◆ Excerto de texto ◆
◆ ◆ ◆

Questões interessantes do ponto de vista do Direito do Consumo

  1. Ónus de alegação e prova dos factos que permitem a qualificação do comprador como consumidor

Segundo as regras gerais, a alegação e prova dos factos que consubstanciam a qualidade de consumidor do autor cabem a este, na medida em que são factos que o beneficiam (art. 342.º-1 Código Civil). Ou seja, é ao autor que incumbe o ónus de alegar e provar, nomeadamente, a utilização que confere ao bem adquirido (art. 1.º-B-a) do DL n.º 67/2003), por forma a, dando-se como provado que esse uso é privado, gozar do estatuto de consumidor.

No entanto, convém esclarecer que o consumidor não tem o ónus de invocar esse estatuto/qualidade, ou seja, não tem de invocar as normas de direito (do consumo) aplicáveis ao caso, uma vez que é ao tribunal que incumbe a aplicação do direito, independentemente da configuração jurídica que as partes dão ao conflito (art. 5.º-3 do Código de Processo Civil). Este ponto foi salientado pelo TJUE, no Acórdão Faber (1), onde se pode ler que “o tribunal está obrigado, sempre que disponha dos elementos de direito e de facto necessários para tal ou deles possa dispor mediante mero pedido de esclarecimento, a verificar se o comprador pode ser qualificado de consumidor, ainda que este não tenha expressamente invocado essa qualidade”.

O próprio TRP reconheceu a mencionada jurisprudência europeia, não tendo, no entanto, considerado que dispunha dos elementos de facto suficientes para aferir essa qualidade do comprador do carro. Argumenta o tribunal, na fundamentação de direito, que o autor não se referiu ao uso destinado ao carro e que a natureza do bem (uma carrinha) não indicia por si só uma utilização privada do mesmo.

Parece-nos que o dever de averiguação do tribunal nacional reconhecido pelo TJUE não foi incumprido, na medida em que o ónus de alegação dos factos que sustentam a aplicação do direito do consumo ao litígio permanece na esfera do autor (art. 5.º-1 do CPC), ainda que de forma “atenuada”. Se o tribunal não considerou indiciada nas peças processuais  essa qualidade nem tal resultou da discussão em julgamento, não nos parece ser exigível ao tribunal o cumprimento de tal dever de pedido de esclarecimento, à luz dos princípios gerais do dispositivo e da autorresponsabilidade das partes.

2. Conceito de desconformidade do bem para efeitos de aplicação do DL n.º 67/2003

Após excluir a existência de um defeito no bem, nos termos do artigo 913.º CC, e bem assim afastar a aplicação do DL n.º 67/2003 pelas razões que vimos no ponto anterior, o TRP analisou, ainda assim, se o bem entregue pelo vendedor ao comprador em cumprimento do contrato era desconforme com este, nos termos da legislação de proteção do consumidor.

◆ ◆ ◆

◆ Tarefa do exercício 1 ◆
Pode citar, sem qualquer alteração, todas as linhas que se encontram mais abaixo, deixando as imagens de fora?
O texto sobre Direito do Consumo e as linhas são materiais independentes entre si.

◆ ◆ ◆

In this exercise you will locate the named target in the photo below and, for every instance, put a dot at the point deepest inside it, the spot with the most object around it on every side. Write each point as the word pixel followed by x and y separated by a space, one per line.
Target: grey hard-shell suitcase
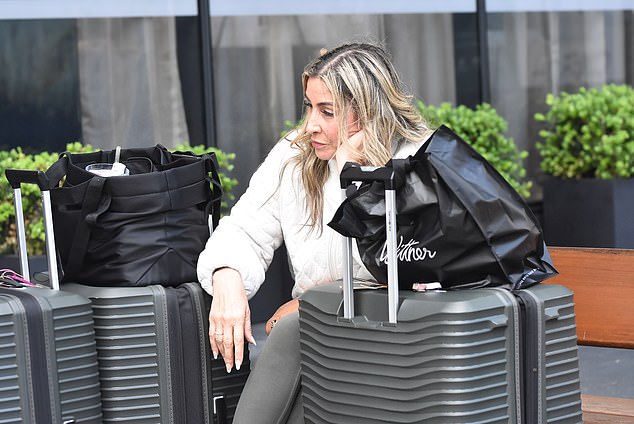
pixel 48 357
pixel 472 356
pixel 155 361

◆ ◆ ◆

◆ Tarefa do exercício 2 ◆
Pode imprimir, sem alterações, a parte do texto sobre Direito do Consumo que começa nas palavras onde surge "1. Ónus de alegação" e termina logo depois de "estatuto de consumidor."?

◆ Resultado da tarefa 1 ◆
In this exercise you will locate the named target in the photo below and, for every instance, put a dot at the point deepest inside it, the spot with the most object around it on every side. Write each point as the word pixel followed by x and y separated by a space, one per line.
Target: grey hard-shell suitcase
pixel 48 357
pixel 472 356
pixel 155 361

◆ Resultado da tarefa 2 ◆
1. Ónus de alegação e prova dos factos que permitem a qualificação do comprador como consumidor

Segundo as regras gerais, a alegação e prova dos factos que consubstanciam a qualidade de consumidor do autor cabem a este, na medida em que são factos que o beneficiam (art. 342.º-1 Código Civil). Ou seja, é ao autor que incumbe o ónus de alegar e provar, nomeadamente, a utilização que confere ao bem adquirido (art. 1.º-B-a) do DL n.º 67/2003), por forma a, dando-se como provado que esse uso é privado, gozar do estatuto de consumidor.